→ **What this task involves**: In the on-call health text below, above what percentage of on-call shifts with at least one overnight page does a team need to change its alerting or rotation?

→ **Selected passage**:
□ □ □ □ □ □ □

On-Call Health Metrics

Why On-Call Health Matters

On-call is where reliability work meets human limits. A team can have perfect SLOs on paper, but if the on-call rotation is burning people out, it's not sustainable. Engineers who are exhausted from overnight pages write worse code, review less carefully, and eventually leave. On-call health is a retention metric disguised as an operations metric.

Core Metrics to Track

Pages per shift: Count the total pages (not incidents, but individual alerts) that fire during each on-call shift. More than 2 actionable pages per 12-hour shift is unsustainable long-term. More than 5 and you have an alert quality problem. Track this per shift, and break it down into actionable pages vs noise (false positives, auto-resolved, informational).

Sleep disruption: Pages between 10pm and 7am deserve special tracking. One overnight page ruins the next day's productivity. Two in one night can mean calling in sick. Track the percentage of on-call shifts that include at least one overnight page. If it's above 30%, you need to either improve alert thresholds, defer non-critical alerts to business hours, or add follow-the-sun rotation.

Interrupt rate: Beyond pages, how often does the on-call engineer get pulled into Slack threads, customer escalations, or "quick questions"? These interruptions don't show up in PagerDuty data but they fragment the on-call engineer's time. Survey your on-call engineers monthly on total interrupt burden.

□ □ □ □ □ □ □

→ **Listed entries**:
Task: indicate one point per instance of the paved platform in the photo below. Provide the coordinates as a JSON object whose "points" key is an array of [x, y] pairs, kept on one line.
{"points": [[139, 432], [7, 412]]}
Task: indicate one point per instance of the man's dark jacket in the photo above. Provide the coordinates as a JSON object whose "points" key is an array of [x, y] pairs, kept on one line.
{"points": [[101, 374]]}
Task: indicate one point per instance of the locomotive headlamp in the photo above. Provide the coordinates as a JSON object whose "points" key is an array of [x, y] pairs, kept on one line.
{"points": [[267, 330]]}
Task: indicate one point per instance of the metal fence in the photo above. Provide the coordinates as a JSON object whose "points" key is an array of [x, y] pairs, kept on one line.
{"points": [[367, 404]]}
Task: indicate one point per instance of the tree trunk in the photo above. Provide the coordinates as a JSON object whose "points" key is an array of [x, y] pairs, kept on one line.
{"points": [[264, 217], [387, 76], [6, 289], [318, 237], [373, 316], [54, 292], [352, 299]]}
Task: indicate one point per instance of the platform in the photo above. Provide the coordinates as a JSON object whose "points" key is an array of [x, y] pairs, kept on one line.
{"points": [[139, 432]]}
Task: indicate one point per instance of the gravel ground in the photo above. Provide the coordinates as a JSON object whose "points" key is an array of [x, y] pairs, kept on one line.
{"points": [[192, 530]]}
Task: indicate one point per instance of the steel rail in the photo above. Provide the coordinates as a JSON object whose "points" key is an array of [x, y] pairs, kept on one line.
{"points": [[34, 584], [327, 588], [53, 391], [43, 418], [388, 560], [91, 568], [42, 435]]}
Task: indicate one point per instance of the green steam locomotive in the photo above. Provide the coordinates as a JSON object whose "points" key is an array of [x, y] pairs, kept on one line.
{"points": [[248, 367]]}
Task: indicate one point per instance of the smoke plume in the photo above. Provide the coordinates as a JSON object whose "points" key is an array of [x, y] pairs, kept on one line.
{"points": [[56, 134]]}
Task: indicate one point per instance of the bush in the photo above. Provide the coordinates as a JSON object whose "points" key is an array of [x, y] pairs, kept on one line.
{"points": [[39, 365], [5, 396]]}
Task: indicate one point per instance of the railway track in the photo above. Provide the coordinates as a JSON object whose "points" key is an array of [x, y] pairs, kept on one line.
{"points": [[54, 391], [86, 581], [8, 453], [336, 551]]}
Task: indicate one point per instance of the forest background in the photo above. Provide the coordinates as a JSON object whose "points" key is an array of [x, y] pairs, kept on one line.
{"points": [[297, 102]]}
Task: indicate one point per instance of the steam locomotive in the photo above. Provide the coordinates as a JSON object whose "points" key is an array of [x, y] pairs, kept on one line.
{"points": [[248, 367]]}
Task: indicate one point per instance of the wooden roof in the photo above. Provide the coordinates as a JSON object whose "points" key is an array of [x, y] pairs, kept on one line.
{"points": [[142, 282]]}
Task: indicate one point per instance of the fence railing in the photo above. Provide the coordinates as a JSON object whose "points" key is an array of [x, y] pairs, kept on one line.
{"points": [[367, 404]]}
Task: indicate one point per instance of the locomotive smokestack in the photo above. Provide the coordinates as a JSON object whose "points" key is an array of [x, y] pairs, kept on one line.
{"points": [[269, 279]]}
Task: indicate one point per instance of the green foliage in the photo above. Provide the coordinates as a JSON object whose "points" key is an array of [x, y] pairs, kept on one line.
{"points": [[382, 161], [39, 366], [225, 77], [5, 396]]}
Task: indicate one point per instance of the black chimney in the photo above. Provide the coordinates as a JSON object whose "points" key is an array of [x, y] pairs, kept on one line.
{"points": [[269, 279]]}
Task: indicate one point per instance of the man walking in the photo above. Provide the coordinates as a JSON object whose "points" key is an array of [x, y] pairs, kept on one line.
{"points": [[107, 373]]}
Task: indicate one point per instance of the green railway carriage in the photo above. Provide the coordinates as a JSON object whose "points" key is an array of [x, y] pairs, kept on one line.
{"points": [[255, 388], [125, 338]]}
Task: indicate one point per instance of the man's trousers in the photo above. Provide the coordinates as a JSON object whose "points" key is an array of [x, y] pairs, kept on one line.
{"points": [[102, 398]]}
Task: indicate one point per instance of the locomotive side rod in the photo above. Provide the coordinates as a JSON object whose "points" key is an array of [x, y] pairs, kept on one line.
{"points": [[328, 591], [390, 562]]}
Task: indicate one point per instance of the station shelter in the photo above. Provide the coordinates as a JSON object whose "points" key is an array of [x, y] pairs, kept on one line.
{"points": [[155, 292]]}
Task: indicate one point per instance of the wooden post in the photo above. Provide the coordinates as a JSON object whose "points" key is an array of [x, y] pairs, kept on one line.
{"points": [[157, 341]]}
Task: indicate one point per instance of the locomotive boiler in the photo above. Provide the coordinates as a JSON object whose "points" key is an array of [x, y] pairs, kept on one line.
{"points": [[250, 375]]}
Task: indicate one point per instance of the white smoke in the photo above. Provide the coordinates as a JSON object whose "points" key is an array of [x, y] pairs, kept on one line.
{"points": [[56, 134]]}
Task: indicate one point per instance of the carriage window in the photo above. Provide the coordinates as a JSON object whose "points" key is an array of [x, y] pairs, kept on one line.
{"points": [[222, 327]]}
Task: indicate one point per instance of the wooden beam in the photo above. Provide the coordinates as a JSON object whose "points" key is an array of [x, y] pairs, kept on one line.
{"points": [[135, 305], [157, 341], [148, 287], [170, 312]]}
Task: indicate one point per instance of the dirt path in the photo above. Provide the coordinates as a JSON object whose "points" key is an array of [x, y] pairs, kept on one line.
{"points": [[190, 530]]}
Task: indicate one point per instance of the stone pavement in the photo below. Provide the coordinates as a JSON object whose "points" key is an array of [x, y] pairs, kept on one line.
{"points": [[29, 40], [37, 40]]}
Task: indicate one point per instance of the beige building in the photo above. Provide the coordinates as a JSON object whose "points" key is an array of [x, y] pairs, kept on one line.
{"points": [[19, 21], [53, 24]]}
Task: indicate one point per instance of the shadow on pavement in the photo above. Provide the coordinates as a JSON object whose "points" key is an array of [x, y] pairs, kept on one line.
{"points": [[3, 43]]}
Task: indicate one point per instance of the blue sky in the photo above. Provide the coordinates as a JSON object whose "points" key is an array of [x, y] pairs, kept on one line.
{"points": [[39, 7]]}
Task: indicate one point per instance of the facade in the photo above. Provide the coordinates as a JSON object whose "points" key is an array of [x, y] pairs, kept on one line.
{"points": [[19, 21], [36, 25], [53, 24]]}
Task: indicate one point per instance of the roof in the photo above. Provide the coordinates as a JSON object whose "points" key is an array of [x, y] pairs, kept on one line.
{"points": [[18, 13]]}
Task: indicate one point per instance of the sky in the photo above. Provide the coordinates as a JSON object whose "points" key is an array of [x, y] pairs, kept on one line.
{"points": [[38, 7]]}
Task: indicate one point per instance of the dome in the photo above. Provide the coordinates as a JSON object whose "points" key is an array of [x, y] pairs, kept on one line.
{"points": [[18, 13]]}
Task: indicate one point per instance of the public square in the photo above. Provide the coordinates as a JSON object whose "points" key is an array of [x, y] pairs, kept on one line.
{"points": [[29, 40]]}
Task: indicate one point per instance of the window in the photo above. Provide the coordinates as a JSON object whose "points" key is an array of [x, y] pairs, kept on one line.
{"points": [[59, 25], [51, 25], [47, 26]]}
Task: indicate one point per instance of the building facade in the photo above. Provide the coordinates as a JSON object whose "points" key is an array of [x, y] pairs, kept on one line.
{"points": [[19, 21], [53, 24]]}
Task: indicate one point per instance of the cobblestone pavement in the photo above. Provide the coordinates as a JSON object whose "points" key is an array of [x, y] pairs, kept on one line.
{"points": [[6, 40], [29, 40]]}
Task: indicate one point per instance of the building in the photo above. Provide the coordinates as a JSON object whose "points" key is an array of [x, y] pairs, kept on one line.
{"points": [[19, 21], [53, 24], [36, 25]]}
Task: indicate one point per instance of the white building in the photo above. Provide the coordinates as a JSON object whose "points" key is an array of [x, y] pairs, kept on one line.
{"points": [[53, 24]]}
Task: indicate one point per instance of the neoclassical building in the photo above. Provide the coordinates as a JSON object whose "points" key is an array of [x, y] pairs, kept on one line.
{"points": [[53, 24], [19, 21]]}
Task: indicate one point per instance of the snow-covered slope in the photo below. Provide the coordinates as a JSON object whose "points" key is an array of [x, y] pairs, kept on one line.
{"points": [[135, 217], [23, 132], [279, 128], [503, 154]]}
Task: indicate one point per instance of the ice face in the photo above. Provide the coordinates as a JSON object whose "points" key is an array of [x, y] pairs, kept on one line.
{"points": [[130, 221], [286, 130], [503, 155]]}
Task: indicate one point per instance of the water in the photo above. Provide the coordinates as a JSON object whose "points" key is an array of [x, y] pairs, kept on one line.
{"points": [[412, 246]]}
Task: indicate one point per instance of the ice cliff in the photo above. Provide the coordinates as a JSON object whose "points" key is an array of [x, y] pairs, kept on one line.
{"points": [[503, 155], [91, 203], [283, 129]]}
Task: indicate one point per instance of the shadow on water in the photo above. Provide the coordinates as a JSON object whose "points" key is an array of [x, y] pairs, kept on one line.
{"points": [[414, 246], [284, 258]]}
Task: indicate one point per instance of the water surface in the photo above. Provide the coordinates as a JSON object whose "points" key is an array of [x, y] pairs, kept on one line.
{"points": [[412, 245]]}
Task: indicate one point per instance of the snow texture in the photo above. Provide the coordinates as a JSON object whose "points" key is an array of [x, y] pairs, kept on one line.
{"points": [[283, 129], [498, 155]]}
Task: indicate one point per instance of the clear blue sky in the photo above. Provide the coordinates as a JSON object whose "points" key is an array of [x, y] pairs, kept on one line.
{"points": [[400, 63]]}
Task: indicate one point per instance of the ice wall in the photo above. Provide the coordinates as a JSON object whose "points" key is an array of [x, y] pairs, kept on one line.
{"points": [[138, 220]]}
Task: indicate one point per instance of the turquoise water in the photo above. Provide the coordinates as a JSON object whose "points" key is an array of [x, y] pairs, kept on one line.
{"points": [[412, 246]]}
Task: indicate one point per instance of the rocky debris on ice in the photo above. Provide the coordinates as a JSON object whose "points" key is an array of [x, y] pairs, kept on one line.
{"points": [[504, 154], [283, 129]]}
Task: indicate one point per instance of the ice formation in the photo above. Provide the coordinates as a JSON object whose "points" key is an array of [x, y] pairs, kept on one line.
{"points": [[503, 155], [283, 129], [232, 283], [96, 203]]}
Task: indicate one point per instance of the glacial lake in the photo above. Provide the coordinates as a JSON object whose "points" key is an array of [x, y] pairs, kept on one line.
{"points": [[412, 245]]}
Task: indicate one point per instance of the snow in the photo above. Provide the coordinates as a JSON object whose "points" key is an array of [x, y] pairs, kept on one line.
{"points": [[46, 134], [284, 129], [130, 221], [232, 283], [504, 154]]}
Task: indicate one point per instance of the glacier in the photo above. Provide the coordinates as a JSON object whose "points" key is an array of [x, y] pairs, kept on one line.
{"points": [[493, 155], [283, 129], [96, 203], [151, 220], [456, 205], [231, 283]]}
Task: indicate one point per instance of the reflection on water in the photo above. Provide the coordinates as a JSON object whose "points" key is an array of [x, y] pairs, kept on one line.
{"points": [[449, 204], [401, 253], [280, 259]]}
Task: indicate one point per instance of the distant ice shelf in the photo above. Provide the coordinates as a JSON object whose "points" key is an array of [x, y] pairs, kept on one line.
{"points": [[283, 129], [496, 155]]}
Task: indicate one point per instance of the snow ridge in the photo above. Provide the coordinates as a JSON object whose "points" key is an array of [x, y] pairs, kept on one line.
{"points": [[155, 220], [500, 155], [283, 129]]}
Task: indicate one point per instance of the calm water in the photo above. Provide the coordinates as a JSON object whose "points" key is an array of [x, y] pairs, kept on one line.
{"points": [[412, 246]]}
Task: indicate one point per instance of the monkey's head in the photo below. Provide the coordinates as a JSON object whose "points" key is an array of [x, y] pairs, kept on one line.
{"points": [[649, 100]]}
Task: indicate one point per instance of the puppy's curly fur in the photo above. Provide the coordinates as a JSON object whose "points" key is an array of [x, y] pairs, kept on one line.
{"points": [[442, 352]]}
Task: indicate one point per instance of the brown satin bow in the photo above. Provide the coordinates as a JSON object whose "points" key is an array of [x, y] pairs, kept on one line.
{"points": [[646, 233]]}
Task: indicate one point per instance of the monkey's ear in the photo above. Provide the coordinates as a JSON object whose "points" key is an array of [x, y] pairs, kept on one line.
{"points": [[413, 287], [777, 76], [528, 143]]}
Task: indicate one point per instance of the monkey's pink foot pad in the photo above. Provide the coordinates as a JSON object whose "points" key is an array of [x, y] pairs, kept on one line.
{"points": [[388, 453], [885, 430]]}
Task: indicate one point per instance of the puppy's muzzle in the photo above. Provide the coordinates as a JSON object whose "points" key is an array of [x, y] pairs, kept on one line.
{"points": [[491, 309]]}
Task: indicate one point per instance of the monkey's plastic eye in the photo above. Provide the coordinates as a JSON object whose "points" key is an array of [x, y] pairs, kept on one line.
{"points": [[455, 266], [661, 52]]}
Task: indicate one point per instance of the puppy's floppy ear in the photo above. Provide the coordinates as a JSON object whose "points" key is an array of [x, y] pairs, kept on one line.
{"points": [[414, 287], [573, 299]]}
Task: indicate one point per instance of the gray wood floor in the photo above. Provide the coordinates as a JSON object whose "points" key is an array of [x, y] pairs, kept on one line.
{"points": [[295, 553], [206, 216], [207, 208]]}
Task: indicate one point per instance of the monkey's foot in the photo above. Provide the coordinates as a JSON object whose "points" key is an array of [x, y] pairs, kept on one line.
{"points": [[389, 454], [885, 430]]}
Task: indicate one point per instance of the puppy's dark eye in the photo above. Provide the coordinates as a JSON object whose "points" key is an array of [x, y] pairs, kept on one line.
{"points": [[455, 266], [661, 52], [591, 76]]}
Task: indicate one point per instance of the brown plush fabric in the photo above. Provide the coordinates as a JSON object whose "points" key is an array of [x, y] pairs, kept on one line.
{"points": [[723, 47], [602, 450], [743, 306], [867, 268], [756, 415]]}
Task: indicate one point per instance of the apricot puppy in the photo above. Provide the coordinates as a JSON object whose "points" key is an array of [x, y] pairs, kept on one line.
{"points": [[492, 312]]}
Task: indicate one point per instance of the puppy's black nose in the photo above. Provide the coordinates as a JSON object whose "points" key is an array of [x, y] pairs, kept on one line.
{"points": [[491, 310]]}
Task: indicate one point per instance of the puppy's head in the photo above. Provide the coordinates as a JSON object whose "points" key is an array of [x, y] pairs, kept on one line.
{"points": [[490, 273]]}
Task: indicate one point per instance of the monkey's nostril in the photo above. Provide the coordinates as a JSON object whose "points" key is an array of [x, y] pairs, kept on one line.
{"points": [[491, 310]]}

□ □ □ □ □ □ □

→ **Right answer**: Above 30% of on-call shifts.